> _Task statement_: Pick out every line of the listing below that contains the string "cluster", matching case exactly.
-------- Records shown --------
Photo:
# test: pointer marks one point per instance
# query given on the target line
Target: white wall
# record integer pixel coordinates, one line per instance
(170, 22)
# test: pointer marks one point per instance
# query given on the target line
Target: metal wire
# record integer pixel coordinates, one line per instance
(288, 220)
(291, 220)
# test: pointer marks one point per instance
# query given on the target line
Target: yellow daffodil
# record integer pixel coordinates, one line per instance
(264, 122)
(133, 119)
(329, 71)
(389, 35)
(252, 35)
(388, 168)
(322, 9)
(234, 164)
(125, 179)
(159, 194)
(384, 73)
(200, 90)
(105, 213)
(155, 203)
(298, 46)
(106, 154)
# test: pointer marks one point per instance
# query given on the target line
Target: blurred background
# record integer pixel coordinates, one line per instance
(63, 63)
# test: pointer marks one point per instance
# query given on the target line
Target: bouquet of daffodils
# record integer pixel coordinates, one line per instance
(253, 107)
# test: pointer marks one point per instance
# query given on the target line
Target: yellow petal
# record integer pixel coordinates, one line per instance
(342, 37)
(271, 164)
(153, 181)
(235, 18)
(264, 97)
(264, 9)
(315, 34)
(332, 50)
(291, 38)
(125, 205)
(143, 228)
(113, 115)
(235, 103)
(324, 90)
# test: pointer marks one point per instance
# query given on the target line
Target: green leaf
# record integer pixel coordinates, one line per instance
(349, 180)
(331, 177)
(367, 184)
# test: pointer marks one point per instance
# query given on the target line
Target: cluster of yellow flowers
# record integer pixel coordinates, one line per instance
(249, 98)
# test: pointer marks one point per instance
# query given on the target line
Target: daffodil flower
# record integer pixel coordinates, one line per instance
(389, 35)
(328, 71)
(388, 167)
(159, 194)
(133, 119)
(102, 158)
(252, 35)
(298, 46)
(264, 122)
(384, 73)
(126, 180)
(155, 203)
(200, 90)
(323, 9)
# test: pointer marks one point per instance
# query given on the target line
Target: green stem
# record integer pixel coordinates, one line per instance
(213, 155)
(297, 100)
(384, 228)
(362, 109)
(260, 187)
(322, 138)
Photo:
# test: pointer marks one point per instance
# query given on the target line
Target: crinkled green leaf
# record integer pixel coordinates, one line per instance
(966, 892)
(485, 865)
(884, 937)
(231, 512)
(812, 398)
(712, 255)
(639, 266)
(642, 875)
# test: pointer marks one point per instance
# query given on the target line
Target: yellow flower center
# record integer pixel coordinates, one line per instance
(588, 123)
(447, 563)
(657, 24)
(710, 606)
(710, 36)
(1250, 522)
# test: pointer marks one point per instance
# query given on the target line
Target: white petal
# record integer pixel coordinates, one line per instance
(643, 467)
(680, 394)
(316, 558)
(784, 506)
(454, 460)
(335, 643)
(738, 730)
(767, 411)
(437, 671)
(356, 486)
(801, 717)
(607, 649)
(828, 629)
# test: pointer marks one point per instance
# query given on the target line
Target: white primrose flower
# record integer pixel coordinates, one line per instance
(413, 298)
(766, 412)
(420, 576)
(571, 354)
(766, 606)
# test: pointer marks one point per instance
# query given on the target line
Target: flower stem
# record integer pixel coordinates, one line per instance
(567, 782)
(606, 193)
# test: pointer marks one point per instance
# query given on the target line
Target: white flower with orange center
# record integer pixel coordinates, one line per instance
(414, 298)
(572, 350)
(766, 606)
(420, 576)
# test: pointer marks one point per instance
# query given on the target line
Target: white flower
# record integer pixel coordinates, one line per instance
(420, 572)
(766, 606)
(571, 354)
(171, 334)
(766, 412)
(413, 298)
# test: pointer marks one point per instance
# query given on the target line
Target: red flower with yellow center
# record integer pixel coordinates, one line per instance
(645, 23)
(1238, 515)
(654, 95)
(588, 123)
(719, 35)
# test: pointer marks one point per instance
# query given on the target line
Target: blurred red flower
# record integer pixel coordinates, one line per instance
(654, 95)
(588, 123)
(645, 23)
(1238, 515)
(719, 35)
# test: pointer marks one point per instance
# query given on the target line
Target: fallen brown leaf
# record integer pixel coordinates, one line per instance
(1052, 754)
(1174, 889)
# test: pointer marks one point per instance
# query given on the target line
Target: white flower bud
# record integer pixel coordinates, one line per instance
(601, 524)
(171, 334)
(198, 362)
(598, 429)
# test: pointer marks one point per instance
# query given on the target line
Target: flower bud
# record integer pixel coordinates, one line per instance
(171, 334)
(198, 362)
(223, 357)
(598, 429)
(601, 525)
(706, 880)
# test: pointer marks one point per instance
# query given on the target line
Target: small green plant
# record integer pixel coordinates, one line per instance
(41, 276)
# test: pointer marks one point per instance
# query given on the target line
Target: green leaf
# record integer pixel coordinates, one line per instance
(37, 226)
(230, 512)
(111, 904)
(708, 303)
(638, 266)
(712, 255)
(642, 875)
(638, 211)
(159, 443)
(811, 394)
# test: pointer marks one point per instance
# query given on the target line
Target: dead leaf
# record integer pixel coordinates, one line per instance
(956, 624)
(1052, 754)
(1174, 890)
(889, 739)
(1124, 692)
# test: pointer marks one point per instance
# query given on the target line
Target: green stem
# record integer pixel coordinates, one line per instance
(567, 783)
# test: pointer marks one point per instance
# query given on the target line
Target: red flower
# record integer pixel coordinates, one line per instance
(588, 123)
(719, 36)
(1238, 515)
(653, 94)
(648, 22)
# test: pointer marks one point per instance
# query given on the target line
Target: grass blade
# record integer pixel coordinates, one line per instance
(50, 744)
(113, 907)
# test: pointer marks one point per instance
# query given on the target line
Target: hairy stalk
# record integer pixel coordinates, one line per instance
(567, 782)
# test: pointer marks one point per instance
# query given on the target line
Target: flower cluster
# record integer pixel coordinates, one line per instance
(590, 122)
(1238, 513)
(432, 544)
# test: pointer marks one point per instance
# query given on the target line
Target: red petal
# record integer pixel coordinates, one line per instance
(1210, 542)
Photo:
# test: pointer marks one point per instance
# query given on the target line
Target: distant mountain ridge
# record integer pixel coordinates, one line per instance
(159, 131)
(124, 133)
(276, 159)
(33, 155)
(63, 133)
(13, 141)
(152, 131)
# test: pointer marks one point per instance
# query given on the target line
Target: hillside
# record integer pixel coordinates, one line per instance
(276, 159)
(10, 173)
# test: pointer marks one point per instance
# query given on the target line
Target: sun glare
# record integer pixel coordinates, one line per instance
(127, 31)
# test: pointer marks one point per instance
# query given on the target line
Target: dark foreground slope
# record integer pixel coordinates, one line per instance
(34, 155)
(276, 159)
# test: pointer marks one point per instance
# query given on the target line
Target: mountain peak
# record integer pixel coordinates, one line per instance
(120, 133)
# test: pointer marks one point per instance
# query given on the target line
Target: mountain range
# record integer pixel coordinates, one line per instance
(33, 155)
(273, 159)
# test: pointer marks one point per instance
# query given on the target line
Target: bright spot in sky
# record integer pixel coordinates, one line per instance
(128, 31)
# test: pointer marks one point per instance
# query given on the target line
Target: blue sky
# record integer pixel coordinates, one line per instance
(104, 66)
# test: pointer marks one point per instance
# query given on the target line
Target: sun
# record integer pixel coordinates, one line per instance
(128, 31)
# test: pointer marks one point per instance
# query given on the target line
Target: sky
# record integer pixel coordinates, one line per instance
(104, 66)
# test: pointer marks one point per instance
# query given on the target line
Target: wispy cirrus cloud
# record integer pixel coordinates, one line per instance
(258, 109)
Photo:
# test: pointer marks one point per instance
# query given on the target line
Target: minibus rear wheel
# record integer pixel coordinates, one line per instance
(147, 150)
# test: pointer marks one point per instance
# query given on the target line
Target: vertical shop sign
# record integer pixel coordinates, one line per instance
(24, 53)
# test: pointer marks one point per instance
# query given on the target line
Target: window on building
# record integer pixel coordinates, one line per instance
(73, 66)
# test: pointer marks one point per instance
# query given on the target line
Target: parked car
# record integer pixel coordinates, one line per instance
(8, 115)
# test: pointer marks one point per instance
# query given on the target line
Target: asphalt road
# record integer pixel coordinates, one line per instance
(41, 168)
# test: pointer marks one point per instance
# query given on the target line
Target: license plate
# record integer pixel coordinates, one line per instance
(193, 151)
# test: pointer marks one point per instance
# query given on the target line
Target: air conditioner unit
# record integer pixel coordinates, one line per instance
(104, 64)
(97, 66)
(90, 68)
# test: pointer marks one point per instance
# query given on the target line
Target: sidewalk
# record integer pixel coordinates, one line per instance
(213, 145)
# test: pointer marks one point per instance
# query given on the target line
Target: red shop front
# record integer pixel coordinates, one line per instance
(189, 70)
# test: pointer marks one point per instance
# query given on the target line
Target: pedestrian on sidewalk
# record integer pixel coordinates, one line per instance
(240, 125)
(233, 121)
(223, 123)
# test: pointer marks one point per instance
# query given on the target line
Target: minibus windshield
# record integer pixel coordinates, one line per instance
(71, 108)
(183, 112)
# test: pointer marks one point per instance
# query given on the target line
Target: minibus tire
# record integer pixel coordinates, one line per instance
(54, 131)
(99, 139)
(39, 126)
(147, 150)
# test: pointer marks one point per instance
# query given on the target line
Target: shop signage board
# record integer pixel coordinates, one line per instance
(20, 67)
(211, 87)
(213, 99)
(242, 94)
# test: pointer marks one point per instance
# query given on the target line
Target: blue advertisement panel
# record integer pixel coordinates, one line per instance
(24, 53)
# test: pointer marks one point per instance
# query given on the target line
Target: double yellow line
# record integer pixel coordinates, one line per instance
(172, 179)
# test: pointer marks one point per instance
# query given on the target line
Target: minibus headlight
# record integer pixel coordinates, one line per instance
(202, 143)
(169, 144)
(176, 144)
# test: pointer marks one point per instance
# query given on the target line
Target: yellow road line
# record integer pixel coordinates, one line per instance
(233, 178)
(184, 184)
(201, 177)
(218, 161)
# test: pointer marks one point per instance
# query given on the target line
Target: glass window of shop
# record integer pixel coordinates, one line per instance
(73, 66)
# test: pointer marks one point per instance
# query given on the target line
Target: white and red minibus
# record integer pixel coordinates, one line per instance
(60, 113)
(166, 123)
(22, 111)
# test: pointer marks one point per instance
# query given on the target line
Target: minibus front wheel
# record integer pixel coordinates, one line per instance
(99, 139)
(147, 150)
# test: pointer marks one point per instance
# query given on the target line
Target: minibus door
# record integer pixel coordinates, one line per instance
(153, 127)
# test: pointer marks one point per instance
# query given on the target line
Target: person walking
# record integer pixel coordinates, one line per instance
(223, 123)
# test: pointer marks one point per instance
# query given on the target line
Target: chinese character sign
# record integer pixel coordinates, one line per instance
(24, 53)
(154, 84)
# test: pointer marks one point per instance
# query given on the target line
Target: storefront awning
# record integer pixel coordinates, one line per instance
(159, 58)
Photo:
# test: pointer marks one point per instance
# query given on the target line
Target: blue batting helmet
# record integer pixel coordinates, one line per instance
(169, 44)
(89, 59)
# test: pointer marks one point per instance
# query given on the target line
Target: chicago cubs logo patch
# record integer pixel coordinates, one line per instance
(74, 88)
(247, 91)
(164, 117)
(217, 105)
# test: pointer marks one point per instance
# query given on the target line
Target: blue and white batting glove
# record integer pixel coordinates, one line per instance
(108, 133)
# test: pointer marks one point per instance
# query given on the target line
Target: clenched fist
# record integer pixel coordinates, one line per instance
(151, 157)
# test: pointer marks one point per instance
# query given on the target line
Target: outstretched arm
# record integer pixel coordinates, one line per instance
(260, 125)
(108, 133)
--------
> _Result of the exercise_:
Target: cluster of yellow flowers
Target: flower cluster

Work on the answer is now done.